** start THE DATA **
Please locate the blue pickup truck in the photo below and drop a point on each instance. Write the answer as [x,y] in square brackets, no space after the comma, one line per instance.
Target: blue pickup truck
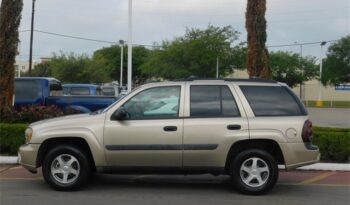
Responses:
[48,91]
[81,89]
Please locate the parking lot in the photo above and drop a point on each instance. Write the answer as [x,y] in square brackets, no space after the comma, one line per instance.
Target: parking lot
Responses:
[330,117]
[298,187]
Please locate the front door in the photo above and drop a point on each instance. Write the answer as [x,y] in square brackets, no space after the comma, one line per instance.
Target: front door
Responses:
[151,135]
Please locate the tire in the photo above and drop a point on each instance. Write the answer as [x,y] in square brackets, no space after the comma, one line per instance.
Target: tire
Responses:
[66,168]
[254,172]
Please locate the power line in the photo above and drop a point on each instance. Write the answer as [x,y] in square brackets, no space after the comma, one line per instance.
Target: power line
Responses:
[84,38]
[154,46]
[300,44]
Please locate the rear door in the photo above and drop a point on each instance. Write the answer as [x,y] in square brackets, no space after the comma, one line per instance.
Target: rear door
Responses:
[215,120]
[151,135]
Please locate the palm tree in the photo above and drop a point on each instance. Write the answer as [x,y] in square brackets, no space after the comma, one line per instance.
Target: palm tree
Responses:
[257,57]
[10,18]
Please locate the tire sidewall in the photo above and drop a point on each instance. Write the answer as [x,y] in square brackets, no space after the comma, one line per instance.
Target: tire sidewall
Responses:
[83,163]
[237,163]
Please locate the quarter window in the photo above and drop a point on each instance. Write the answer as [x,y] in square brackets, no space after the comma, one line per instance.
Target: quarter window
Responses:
[272,101]
[154,103]
[212,101]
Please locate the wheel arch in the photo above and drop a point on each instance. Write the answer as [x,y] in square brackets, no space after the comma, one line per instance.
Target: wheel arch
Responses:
[78,142]
[267,145]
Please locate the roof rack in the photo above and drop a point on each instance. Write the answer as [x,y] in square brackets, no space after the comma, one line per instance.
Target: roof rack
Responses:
[252,79]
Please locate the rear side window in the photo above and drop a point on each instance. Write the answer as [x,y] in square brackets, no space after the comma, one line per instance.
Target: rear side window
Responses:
[212,101]
[272,101]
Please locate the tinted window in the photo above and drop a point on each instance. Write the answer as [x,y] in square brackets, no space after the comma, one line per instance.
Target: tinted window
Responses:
[271,101]
[109,91]
[154,103]
[80,91]
[212,101]
[27,89]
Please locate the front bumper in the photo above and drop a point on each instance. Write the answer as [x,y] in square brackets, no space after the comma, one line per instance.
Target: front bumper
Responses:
[27,156]
[298,155]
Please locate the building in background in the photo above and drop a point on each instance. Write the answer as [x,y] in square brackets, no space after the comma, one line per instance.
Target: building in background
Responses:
[309,90]
[22,66]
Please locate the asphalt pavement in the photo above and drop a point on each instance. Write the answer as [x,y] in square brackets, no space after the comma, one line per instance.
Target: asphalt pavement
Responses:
[18,186]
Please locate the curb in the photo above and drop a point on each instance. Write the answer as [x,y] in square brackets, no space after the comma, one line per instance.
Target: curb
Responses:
[314,167]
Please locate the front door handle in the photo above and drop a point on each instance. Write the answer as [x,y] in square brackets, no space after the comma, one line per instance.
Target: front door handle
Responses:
[233,127]
[170,128]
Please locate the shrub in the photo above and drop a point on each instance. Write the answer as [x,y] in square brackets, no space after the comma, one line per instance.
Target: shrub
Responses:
[334,143]
[11,137]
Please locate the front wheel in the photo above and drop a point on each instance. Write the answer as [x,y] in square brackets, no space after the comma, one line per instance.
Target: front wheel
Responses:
[66,168]
[254,171]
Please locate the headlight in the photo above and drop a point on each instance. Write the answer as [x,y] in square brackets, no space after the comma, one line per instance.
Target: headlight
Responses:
[28,134]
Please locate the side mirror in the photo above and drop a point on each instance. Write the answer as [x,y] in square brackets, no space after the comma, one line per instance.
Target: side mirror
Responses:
[120,114]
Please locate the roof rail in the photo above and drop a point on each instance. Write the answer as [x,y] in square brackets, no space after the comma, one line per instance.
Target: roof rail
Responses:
[252,79]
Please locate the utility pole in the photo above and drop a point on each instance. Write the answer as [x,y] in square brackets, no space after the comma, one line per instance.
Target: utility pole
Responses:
[130,47]
[31,39]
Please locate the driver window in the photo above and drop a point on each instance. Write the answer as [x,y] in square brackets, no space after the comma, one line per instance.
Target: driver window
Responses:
[154,103]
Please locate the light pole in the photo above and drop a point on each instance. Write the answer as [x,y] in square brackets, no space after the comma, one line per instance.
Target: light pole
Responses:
[217,67]
[121,43]
[301,69]
[31,39]
[319,100]
[130,47]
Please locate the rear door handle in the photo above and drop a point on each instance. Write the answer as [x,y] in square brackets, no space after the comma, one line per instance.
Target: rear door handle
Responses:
[170,128]
[233,127]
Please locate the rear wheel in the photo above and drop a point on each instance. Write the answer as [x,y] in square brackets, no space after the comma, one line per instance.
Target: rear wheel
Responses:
[66,168]
[254,171]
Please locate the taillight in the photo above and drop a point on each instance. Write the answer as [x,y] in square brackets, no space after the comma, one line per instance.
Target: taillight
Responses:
[307,131]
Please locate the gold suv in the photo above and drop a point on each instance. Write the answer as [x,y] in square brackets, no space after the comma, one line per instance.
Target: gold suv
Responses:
[242,128]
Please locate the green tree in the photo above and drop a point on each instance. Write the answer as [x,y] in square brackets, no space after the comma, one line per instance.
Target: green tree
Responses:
[336,67]
[111,57]
[195,53]
[290,68]
[41,70]
[257,58]
[10,18]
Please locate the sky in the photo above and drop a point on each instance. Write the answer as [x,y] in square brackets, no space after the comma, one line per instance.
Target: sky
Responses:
[288,22]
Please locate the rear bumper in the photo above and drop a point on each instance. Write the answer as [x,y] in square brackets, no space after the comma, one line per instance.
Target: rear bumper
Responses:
[27,156]
[298,155]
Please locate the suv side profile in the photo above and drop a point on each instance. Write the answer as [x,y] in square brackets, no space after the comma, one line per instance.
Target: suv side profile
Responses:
[242,128]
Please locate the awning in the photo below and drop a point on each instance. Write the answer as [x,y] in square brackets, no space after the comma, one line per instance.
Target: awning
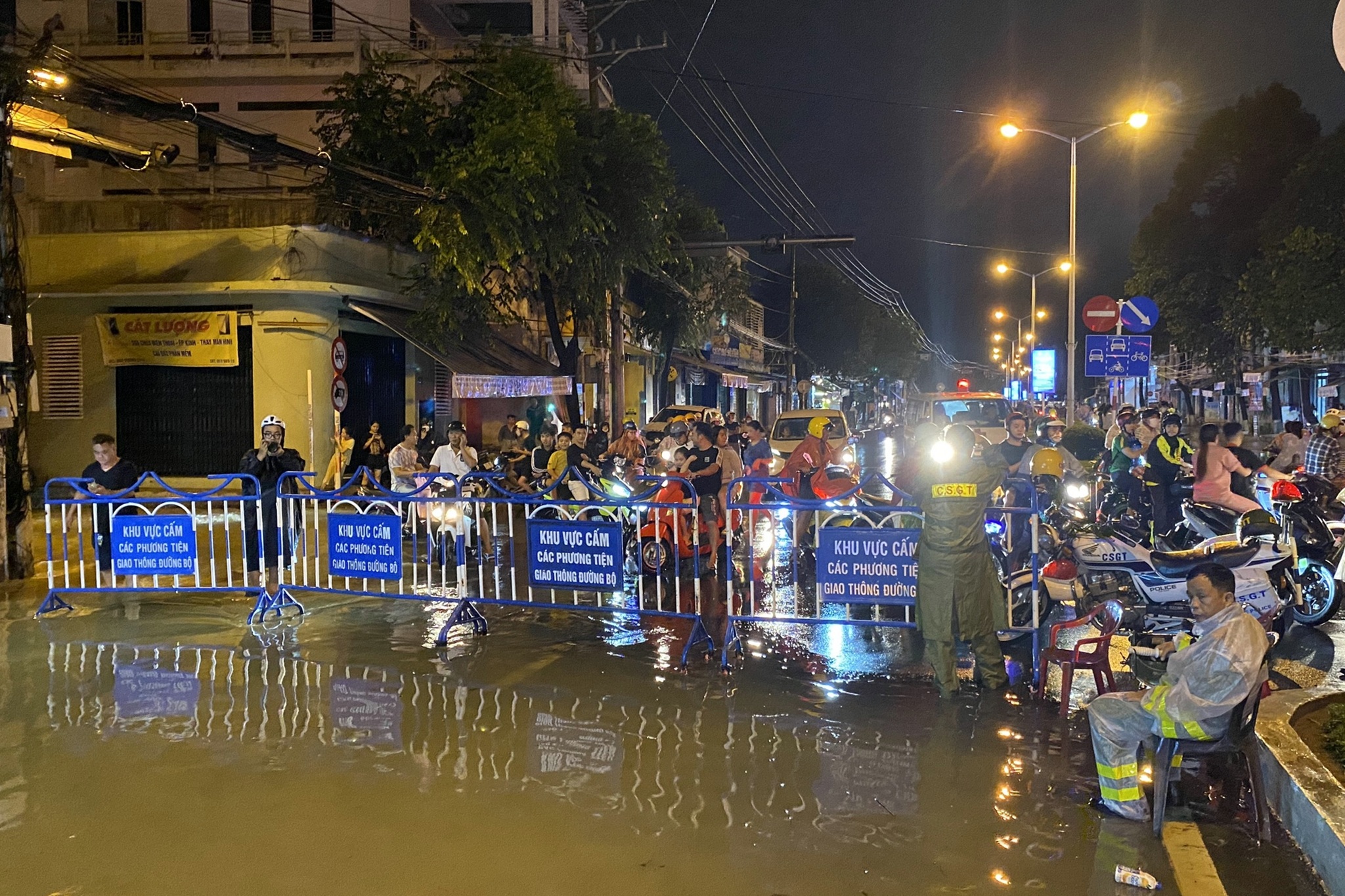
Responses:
[730,378]
[490,368]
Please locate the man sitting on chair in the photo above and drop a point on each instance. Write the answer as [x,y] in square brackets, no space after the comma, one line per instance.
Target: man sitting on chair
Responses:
[1207,679]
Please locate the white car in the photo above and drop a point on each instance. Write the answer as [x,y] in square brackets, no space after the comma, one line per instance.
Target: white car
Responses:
[654,429]
[790,427]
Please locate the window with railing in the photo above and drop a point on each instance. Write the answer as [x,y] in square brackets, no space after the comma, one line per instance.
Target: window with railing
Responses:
[198,22]
[131,22]
[324,20]
[260,20]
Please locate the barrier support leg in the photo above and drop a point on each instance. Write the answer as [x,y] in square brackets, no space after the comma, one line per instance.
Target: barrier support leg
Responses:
[273,603]
[51,603]
[698,634]
[463,614]
[732,641]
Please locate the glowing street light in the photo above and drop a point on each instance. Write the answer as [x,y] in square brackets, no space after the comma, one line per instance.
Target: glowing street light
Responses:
[1009,131]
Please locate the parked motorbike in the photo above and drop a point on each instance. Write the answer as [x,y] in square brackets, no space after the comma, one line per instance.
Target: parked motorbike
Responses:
[1321,557]
[1152,585]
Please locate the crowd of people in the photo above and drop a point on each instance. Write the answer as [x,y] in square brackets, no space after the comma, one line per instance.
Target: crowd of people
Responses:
[1153,461]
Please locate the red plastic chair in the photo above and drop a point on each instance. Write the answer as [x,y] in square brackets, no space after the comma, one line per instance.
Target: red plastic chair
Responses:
[1088,653]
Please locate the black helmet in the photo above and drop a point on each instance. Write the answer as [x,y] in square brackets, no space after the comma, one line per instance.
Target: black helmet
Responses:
[961,438]
[1256,524]
[1047,423]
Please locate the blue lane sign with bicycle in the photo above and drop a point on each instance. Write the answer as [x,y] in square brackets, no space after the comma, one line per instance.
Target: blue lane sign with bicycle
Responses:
[1116,355]
[1138,314]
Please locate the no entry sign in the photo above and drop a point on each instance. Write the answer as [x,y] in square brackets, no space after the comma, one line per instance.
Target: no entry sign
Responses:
[1101,313]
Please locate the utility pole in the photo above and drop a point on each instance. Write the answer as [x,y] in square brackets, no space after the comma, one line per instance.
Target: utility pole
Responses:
[615,386]
[794,304]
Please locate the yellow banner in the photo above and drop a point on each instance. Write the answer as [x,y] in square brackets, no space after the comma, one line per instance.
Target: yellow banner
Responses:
[175,339]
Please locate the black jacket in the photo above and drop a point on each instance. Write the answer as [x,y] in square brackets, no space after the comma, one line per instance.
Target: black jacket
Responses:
[269,471]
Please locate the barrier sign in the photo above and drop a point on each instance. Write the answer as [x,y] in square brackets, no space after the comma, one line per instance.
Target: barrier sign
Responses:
[366,712]
[575,554]
[177,339]
[866,566]
[363,545]
[144,692]
[154,544]
[567,746]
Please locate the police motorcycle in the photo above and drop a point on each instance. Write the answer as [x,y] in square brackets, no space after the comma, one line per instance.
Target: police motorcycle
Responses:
[1321,555]
[1152,585]
[1053,515]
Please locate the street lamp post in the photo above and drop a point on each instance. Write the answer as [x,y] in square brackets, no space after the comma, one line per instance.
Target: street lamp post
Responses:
[1063,268]
[1011,131]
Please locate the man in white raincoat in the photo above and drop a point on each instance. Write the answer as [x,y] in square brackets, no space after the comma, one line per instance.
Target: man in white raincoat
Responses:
[1207,677]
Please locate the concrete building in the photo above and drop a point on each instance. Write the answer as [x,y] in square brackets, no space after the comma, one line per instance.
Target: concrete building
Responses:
[221,230]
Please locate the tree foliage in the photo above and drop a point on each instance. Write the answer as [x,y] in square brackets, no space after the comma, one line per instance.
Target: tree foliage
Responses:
[539,202]
[1192,250]
[1298,282]
[839,331]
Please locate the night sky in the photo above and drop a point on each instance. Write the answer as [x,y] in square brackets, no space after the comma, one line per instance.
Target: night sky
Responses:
[884,171]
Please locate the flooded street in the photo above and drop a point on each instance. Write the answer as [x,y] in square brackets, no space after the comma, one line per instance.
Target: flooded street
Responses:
[163,747]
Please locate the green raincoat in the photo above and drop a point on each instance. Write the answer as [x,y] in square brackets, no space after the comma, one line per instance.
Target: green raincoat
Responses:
[957,571]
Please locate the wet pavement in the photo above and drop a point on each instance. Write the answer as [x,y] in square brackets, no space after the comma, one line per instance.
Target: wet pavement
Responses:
[164,747]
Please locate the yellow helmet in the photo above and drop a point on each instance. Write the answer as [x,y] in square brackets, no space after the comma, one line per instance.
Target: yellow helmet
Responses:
[1048,463]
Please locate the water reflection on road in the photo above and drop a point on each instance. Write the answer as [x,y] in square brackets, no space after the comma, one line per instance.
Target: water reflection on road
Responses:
[563,754]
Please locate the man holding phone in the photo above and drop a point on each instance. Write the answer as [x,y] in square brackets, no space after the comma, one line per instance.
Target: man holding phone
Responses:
[268,464]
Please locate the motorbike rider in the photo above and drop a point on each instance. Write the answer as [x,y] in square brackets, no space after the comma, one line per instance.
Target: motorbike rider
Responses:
[1168,459]
[673,438]
[813,454]
[958,591]
[268,464]
[1207,679]
[630,446]
[1125,450]
[1323,453]
[1051,435]
[1246,485]
[542,453]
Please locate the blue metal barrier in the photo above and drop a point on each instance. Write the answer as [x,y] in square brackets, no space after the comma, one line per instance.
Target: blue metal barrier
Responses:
[572,545]
[165,540]
[466,540]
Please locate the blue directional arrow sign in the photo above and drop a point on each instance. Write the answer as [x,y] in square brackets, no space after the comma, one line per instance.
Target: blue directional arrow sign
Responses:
[1138,314]
[1116,355]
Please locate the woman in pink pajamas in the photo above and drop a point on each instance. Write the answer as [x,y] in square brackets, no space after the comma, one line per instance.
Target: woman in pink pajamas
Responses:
[1214,468]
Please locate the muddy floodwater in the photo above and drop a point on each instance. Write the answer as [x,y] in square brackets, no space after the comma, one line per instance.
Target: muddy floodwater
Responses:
[164,747]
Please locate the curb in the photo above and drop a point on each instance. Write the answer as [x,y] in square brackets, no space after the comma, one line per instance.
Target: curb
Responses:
[1301,790]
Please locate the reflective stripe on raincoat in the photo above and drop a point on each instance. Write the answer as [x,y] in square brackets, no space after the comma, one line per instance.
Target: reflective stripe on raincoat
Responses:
[1208,677]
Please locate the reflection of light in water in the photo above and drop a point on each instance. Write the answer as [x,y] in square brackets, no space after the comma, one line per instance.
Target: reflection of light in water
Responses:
[835,644]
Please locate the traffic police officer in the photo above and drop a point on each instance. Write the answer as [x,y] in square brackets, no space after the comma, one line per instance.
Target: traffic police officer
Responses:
[958,591]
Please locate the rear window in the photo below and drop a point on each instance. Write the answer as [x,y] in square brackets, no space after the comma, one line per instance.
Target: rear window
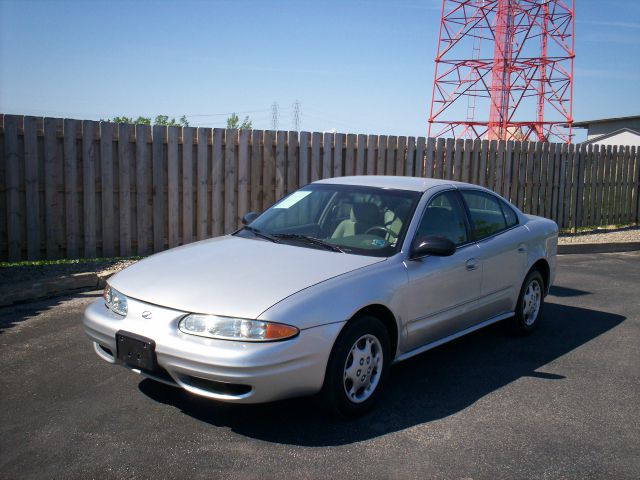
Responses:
[509,215]
[486,213]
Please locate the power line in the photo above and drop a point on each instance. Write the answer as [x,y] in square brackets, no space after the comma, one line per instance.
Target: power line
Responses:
[224,113]
[296,115]
[275,116]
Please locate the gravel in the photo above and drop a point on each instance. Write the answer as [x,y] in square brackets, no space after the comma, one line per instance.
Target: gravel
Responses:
[623,235]
[34,273]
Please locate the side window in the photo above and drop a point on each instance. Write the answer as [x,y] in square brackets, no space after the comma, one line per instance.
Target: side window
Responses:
[509,215]
[486,213]
[444,217]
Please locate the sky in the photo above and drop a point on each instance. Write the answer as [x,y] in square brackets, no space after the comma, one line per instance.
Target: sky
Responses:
[357,66]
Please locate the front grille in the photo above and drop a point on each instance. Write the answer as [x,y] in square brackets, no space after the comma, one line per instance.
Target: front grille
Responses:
[212,386]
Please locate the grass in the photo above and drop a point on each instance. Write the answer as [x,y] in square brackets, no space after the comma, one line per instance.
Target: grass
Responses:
[595,228]
[40,263]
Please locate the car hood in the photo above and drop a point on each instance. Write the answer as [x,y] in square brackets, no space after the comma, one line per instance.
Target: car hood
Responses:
[231,276]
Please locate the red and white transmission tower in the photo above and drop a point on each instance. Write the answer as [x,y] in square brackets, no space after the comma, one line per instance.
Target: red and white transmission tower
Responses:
[510,61]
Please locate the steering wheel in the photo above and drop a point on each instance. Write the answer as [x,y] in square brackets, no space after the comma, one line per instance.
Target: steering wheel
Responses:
[385,231]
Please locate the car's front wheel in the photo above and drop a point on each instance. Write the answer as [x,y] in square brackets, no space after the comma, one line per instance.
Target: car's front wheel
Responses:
[530,303]
[357,366]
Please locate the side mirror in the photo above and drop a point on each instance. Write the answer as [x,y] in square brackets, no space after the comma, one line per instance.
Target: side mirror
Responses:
[249,217]
[433,245]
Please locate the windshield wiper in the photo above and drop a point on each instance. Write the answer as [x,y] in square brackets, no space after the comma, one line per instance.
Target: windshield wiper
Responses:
[310,240]
[261,234]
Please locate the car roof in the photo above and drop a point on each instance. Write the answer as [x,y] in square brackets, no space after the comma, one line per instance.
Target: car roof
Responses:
[416,184]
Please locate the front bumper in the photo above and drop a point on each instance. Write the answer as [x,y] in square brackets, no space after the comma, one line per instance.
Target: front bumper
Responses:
[266,371]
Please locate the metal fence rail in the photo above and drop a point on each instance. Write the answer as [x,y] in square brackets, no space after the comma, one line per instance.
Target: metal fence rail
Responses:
[80,188]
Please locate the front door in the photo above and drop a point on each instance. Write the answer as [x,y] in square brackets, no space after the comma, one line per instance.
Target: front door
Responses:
[443,291]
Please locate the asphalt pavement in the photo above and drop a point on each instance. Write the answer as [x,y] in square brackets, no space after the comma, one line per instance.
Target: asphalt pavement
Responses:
[561,403]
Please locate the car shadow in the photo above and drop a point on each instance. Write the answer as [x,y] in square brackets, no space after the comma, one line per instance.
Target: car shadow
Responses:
[559,291]
[428,387]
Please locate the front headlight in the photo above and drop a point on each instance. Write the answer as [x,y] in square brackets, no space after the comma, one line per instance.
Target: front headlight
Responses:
[115,301]
[227,328]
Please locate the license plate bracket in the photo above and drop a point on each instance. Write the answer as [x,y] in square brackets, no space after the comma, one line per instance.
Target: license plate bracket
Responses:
[136,351]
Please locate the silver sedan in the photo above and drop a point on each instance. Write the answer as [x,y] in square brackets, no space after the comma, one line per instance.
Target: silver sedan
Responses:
[326,289]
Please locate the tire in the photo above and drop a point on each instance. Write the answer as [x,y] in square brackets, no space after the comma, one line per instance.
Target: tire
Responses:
[530,303]
[348,390]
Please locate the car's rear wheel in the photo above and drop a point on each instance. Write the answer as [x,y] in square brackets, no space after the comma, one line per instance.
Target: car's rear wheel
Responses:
[530,303]
[357,366]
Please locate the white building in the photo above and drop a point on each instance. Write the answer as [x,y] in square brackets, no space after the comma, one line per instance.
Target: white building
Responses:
[612,131]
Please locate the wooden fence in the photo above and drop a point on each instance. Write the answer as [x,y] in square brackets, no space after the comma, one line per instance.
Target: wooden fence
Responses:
[72,188]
** end THE DATA **
#### [EXERCISE]
Repeat word for word each line from the one with "Please locate the car's rear" to the end of the records above, inclusive.

#### [RESULT FOR THIS EXERCISE]
Please locate the car's rear wheel in the photo above and drop a point on each instance. Write the answer as [x,y] in square brackets, no space after the comma, one line per instance.
Target: car's rear wheel
Responses:
[530,303]
[357,366]
Please locate the white building in the photo above and drop a point on each instance. Write the answer as [x,y] in square brackets, no space after the comma, one line per instance.
Target: white building
Responses:
[612,131]
Please locate the wooden fence in the photo above and drop a point on each instance. Write the answer as [x,y] in square brackets, no space after the comma, one line per instance.
Target: wooden fence
Responses:
[72,188]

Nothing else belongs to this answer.